Text shown ::
Our life is what our thoughts make it.
Marcus Aurelius Antoninus

In order to shift their thinking, you need to really understand the experiences that have shaped them into the person they are today.

This is where understanding your client’s values and beliefs becomes your single most important exploration.

Amateur coaches create change. Master coaches transform.

When you help your clients understand their underlying values, and shift their beliefs, you make the invisible visible for them. You ensure that they can never go back to becoming the person they were before they started working with you.

And this is the hallmark of real transformation.

Before you can reframe your client’s values and beliefs, you need to understand how they are formed.

How Are Values And Beliefs Formed?

Understanding the human brain is fundamental to understanding your client’s thinking, behaviour, and decisions.

The brain changes continuously through the experiences we have. And our state of mind in a situation is a direct function of our life experiences. Everytime we experience something new, there are physical changes taking place in the brain – we either form new neural connections or generate new neurons. 

In the same way no two people have the same upbringing, nutrition, education, culture, and environment, no two people have the same beliefs, habits, values, and character.

Knowing this as a coach helps you understand why no two clients of yours will be the same, and why understanding their life experiences is critical.

It’s not just what happens to your client during an experience, but what they think happens.

We interpret our experiences and make choices that make us feel better. We perceive the world in a way that helps us survive in a certain situation.

If our brain recognizes that a certain perception of the world helps us interact with our environment and survive, it will continue to choose that over others. And every time our brain chooses that perception, the underlying neural pathway and connections grow stronger, thus strengthening it.

In this way, we continuously analyze what worked in the past as a way to predict what might work in the present or in the future. It’s this pattern of actions and consequences that forms our beliefs and guides our decisions.

Brief ::
In the text on how values and beliefs form, what physical change happens in the brain each time we experience something new?

Supplied information ::
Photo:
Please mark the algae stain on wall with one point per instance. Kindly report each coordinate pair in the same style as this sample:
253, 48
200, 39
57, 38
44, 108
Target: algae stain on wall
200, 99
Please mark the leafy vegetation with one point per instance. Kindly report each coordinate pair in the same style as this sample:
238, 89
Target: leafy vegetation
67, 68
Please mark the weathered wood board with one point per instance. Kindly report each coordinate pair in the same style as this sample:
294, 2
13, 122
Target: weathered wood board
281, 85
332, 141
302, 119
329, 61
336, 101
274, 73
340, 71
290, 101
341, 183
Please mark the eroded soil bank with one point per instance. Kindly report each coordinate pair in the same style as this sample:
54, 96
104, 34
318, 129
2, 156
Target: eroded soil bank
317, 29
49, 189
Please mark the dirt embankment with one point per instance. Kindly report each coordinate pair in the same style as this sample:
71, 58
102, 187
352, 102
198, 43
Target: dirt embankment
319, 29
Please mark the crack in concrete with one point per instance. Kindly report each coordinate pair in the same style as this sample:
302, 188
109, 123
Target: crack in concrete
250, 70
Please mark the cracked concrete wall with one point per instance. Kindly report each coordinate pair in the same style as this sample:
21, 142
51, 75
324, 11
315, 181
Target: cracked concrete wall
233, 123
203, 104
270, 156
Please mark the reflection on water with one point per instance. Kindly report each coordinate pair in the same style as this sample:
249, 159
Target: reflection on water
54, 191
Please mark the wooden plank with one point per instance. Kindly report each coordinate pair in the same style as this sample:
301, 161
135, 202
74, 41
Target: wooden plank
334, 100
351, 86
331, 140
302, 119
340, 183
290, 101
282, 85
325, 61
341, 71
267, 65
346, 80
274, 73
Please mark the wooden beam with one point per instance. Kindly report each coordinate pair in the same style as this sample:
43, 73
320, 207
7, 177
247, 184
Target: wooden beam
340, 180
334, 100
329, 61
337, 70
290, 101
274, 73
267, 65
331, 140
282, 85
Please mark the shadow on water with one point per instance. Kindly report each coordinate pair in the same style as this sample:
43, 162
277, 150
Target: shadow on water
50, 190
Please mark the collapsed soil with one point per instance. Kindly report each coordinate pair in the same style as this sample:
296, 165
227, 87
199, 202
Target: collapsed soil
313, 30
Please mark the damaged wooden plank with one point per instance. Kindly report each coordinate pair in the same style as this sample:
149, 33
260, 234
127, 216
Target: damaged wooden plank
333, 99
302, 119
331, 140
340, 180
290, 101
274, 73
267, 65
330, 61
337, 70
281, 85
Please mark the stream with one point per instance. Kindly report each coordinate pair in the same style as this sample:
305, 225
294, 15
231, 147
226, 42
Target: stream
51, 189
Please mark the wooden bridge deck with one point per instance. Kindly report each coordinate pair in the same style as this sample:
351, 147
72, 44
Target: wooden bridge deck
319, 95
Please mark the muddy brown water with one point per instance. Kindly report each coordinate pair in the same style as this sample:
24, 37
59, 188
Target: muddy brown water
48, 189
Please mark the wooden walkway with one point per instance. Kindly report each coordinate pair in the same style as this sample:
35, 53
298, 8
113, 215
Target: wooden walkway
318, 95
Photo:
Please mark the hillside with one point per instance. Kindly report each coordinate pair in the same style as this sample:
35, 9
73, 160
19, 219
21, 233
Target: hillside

Expected output ::
We either form new neural connections or generate new neurons.